Goal
Render the lines of the items from the line containing "q=guitar body" through the end of the items as a Markdown table with columns "Row" and "Line", numbering each row and omitting blank lines.

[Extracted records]
########

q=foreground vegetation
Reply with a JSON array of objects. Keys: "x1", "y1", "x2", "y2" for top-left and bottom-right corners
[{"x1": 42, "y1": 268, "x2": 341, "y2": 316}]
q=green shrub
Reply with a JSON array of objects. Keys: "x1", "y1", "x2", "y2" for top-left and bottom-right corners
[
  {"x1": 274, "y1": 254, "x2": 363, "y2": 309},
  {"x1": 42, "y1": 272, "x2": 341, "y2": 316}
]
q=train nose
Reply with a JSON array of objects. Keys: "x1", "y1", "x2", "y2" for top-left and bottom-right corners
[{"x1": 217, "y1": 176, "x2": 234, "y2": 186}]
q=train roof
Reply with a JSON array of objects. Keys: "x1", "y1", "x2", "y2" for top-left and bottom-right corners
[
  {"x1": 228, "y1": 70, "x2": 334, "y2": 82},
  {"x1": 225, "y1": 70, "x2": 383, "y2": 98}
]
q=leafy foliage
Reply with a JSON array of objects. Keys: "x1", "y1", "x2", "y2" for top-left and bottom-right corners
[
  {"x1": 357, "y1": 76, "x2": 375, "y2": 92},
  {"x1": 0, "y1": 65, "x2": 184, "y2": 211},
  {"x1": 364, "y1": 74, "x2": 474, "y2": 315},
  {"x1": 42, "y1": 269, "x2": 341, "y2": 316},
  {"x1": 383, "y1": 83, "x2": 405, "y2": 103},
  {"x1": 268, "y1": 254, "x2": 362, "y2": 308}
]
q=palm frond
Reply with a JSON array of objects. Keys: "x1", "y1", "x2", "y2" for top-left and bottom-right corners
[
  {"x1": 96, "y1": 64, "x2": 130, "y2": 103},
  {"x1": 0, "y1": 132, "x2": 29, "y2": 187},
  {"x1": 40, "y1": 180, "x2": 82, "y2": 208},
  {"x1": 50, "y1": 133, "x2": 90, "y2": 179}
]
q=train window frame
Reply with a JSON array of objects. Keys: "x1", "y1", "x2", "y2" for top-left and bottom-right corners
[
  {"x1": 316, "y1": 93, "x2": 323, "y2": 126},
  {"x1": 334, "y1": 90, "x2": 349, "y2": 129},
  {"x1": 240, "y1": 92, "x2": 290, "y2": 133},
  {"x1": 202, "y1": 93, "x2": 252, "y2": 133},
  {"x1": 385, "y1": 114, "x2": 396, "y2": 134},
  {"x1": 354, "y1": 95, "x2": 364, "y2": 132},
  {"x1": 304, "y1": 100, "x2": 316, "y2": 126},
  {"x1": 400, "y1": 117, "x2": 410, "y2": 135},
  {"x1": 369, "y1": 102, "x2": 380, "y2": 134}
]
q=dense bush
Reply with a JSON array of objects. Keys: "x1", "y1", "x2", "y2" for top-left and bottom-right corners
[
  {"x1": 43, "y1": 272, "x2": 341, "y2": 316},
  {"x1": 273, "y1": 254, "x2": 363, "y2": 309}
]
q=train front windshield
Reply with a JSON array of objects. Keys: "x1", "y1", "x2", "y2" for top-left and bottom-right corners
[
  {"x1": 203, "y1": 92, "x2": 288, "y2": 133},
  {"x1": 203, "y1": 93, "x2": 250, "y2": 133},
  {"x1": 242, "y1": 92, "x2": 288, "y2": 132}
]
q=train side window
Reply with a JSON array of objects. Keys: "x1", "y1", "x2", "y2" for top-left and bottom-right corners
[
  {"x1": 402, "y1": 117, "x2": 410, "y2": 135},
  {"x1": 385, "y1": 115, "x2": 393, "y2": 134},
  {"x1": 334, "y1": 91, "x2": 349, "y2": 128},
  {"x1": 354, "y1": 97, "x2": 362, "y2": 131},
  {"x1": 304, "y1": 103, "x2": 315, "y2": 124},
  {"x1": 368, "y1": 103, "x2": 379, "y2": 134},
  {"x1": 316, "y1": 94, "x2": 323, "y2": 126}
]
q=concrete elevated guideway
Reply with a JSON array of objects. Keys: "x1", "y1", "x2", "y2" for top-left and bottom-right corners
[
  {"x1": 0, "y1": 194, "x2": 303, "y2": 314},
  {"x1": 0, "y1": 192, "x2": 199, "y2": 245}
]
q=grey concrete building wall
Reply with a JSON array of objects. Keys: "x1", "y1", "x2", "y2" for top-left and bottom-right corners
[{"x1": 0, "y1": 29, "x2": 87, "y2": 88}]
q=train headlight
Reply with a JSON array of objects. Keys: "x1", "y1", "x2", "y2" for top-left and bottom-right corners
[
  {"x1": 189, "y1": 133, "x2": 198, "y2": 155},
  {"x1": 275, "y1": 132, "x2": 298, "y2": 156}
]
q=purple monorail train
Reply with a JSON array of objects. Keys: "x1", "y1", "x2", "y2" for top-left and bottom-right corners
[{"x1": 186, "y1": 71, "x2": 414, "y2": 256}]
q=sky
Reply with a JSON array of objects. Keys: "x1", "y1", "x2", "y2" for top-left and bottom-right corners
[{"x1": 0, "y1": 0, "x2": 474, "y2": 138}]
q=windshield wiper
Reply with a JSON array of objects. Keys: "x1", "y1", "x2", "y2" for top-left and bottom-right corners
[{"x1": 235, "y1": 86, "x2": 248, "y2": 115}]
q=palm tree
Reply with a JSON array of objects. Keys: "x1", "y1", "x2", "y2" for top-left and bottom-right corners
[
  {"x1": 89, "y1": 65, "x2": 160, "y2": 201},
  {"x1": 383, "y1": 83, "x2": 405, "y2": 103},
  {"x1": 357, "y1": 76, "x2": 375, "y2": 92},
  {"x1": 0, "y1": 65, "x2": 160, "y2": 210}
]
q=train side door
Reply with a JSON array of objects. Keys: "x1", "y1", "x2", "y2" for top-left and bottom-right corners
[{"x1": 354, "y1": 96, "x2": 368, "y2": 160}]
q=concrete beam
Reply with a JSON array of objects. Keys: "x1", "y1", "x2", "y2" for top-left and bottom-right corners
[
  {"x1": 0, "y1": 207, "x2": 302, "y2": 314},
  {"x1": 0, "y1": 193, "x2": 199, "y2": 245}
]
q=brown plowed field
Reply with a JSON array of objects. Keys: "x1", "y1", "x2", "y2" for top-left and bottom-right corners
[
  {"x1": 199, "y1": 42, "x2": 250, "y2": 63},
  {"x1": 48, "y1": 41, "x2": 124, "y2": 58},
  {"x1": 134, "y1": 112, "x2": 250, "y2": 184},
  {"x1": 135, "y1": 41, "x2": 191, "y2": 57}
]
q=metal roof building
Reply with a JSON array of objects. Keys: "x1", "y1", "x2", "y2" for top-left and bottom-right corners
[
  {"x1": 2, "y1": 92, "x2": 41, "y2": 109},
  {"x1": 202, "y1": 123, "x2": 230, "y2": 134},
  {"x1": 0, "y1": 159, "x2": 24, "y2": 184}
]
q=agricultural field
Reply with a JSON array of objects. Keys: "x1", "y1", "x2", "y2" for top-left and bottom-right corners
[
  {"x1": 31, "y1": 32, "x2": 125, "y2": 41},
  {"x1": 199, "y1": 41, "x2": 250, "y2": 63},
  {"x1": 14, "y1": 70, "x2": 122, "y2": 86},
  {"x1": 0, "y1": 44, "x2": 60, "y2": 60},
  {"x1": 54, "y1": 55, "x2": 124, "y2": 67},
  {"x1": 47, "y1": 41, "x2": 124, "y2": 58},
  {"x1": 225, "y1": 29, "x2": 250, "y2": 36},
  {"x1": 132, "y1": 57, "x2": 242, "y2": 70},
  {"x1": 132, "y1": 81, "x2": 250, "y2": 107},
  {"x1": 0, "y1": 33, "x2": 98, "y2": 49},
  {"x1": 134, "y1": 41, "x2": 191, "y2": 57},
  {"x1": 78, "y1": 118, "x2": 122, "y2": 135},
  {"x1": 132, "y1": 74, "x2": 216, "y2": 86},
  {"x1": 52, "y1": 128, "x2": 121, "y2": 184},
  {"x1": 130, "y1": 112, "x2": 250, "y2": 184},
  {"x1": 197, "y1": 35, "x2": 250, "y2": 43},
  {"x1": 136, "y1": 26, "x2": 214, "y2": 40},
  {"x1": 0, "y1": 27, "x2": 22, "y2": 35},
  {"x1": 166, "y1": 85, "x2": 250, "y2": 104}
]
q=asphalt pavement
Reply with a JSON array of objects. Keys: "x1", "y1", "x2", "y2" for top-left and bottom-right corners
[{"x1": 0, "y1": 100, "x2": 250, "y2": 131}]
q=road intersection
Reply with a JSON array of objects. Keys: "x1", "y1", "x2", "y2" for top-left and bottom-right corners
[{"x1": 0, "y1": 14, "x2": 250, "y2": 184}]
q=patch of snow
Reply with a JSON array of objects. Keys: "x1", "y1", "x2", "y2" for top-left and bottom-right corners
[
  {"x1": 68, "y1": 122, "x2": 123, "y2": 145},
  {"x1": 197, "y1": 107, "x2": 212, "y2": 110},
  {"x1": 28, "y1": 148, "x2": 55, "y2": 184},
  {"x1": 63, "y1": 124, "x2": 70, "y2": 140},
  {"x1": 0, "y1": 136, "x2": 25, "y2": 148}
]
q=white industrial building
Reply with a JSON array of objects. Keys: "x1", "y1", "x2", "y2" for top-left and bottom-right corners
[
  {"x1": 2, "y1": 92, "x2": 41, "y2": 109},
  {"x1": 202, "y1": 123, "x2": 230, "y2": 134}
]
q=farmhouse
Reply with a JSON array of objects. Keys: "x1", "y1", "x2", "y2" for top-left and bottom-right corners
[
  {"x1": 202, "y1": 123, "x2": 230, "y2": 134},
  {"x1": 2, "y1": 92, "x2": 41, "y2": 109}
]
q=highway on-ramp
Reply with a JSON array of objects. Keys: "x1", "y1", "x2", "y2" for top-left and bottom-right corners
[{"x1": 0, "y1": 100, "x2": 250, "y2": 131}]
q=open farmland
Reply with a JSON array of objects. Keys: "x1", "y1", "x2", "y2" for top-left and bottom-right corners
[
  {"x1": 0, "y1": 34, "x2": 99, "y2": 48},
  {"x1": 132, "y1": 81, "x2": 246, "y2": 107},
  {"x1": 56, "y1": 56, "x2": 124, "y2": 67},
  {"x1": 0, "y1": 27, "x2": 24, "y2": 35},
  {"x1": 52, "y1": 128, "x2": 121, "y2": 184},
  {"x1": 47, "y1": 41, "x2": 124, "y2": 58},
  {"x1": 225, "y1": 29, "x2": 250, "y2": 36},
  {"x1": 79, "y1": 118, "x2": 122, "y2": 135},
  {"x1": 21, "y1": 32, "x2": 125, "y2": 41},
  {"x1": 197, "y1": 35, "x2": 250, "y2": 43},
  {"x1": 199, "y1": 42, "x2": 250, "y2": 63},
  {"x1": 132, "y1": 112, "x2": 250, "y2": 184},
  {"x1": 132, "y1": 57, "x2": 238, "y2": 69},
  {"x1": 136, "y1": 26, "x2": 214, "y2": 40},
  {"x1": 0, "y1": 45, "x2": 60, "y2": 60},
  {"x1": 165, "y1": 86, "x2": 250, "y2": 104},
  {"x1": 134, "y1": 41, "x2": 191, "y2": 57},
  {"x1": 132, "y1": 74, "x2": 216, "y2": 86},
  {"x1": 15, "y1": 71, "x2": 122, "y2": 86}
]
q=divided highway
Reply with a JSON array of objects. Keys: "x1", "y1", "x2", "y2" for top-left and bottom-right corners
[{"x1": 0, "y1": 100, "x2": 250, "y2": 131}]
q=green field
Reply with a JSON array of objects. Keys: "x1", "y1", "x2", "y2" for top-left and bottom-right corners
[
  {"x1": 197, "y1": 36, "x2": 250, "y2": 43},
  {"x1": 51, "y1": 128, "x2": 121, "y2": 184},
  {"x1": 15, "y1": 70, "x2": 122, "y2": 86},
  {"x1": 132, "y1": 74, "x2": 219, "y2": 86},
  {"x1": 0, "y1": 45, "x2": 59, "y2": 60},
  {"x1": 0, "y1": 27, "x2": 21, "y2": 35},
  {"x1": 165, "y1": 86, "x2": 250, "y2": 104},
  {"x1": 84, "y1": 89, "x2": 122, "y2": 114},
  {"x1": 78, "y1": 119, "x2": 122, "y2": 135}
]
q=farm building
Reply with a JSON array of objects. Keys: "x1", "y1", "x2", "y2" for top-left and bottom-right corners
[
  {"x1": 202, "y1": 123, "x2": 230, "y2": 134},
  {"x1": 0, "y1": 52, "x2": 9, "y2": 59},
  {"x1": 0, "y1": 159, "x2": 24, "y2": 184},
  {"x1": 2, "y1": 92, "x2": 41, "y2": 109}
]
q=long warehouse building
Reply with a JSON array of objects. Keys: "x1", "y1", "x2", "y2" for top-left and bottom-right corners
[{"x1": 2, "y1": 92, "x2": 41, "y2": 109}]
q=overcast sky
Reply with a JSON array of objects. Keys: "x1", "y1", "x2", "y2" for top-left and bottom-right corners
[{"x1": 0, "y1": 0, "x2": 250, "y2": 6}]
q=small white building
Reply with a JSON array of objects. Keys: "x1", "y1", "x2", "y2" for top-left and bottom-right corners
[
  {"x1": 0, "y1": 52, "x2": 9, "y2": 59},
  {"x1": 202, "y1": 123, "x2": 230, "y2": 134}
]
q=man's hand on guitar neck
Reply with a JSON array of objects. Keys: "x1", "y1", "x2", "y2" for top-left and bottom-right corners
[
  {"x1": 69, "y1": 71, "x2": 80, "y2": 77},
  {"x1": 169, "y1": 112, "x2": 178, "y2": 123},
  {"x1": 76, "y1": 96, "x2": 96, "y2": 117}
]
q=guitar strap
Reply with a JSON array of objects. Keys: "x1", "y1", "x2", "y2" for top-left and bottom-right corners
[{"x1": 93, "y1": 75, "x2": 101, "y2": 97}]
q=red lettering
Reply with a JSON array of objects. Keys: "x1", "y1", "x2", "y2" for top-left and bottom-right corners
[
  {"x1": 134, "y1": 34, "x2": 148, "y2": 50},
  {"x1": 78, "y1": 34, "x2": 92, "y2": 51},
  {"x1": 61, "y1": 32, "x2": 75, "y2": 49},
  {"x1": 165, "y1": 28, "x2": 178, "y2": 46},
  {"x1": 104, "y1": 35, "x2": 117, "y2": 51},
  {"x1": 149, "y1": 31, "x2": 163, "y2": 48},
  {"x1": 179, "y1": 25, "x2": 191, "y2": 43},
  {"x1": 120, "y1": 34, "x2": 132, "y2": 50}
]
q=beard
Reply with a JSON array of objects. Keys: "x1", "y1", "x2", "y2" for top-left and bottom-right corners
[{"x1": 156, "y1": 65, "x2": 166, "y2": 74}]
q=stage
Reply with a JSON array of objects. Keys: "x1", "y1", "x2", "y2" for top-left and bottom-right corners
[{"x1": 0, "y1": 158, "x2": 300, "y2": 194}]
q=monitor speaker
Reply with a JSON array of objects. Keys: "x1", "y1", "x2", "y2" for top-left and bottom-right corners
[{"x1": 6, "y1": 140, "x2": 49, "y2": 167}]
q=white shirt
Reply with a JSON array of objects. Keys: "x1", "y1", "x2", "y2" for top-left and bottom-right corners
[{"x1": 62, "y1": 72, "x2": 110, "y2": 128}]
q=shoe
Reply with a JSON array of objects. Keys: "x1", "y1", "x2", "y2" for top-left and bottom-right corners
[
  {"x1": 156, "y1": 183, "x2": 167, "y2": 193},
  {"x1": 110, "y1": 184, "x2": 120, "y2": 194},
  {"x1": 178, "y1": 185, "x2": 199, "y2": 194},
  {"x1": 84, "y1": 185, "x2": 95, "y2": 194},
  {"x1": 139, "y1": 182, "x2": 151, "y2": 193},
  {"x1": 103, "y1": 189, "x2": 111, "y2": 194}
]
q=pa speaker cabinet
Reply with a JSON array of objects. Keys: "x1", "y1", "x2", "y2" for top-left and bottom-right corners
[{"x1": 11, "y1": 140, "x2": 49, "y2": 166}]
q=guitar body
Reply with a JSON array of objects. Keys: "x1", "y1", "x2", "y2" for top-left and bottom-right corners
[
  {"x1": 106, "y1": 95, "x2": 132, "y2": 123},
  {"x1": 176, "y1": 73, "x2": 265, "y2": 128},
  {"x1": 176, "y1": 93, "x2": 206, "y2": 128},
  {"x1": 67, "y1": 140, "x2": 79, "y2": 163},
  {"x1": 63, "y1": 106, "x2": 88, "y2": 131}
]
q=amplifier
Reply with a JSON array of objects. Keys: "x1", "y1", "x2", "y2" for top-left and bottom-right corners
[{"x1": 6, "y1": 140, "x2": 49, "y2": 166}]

########

Exercise answer
| Row | Line |
|---|---|
| 1 | q=guitar body |
| 2 | Reply with a JSON array of objects. Keys: "x1", "y1", "x2", "y2" for top-left and bottom-right corners |
| 3 | [ |
| 4 |   {"x1": 106, "y1": 95, "x2": 132, "y2": 123}, |
| 5 |   {"x1": 176, "y1": 73, "x2": 265, "y2": 128}, |
| 6 |   {"x1": 176, "y1": 93, "x2": 206, "y2": 128}, |
| 7 |   {"x1": 67, "y1": 140, "x2": 79, "y2": 163}, |
| 8 |   {"x1": 63, "y1": 106, "x2": 88, "y2": 131} |
| 9 | ] |
| 10 | q=amplifier |
| 11 | Reply with a JSON array of objects. Keys: "x1", "y1", "x2", "y2" for top-left and bottom-right corners |
| 12 | [{"x1": 6, "y1": 140, "x2": 49, "y2": 166}] |